##### ВЫДЕРЖКИ ИЗ МАТЕРИАЛА
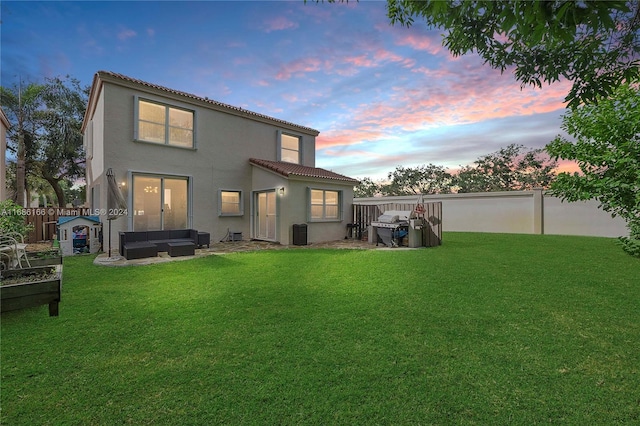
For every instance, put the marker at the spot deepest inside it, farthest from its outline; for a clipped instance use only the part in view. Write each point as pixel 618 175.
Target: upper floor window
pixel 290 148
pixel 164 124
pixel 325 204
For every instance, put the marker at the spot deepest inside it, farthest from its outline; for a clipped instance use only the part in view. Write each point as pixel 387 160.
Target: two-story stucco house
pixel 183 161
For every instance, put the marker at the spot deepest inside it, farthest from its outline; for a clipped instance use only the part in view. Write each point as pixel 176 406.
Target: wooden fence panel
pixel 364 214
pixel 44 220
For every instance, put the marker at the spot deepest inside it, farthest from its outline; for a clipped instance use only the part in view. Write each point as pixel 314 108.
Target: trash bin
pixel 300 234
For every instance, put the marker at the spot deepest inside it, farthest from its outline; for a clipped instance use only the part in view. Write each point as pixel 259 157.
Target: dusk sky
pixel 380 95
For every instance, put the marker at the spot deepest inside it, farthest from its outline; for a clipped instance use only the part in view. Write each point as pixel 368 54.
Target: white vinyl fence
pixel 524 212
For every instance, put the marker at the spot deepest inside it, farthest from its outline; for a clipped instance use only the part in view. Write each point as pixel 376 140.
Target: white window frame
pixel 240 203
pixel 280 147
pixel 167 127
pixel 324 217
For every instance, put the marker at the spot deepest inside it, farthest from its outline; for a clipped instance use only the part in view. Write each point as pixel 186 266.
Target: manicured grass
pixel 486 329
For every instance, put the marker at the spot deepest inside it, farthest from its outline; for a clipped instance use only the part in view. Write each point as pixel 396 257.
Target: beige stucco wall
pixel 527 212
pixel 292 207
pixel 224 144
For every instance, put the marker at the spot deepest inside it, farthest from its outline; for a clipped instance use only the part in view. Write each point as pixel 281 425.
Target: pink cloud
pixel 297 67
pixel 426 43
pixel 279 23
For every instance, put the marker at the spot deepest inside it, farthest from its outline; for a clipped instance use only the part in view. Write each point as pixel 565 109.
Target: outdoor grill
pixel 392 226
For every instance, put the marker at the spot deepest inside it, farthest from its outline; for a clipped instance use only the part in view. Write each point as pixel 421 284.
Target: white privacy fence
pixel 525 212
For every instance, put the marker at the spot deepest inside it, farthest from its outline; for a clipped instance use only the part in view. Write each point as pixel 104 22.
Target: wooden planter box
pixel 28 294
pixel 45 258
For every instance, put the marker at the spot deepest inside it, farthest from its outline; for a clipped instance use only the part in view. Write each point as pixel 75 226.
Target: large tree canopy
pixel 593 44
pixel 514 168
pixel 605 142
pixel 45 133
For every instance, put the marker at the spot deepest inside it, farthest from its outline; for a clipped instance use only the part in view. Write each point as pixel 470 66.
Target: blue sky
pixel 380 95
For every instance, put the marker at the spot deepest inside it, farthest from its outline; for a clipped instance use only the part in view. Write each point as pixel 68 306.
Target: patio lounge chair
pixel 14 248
##########
##### ВЫДЕРЖКИ ИЗ МАТЕРИАЛА
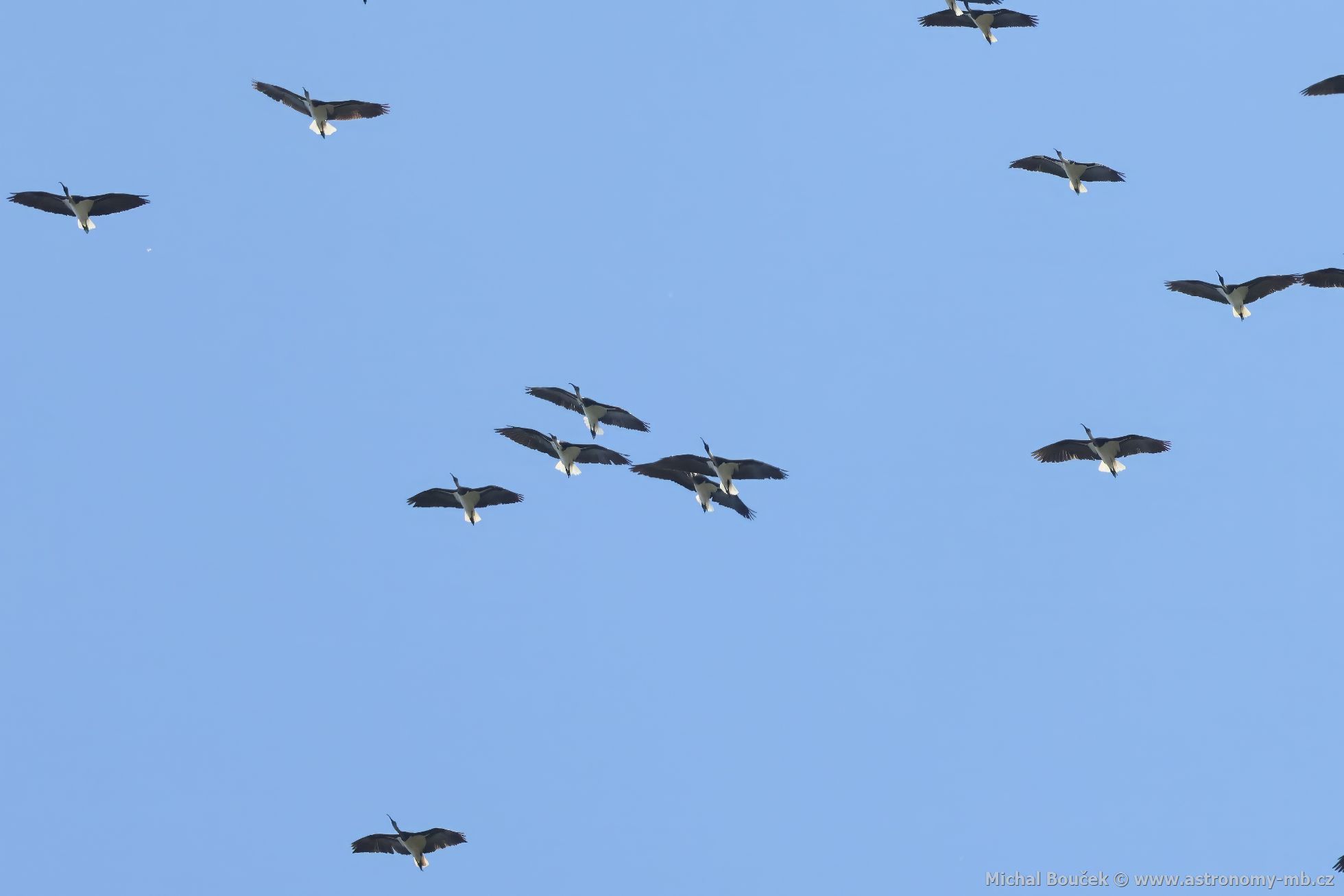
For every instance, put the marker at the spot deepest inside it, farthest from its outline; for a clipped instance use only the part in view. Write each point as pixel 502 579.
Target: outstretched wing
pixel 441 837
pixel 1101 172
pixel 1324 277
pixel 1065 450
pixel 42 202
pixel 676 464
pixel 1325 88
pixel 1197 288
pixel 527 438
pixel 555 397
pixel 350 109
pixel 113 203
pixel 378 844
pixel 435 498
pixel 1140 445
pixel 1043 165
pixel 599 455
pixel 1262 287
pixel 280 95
##########
ЦЕЛЬ УПРАЖНЕНИЯ =
Подсчитайте строки материала, в которых встречается слово «wooden». В ответе укажите только число.

ПОЛНЫЙ ОТВЕТ =
2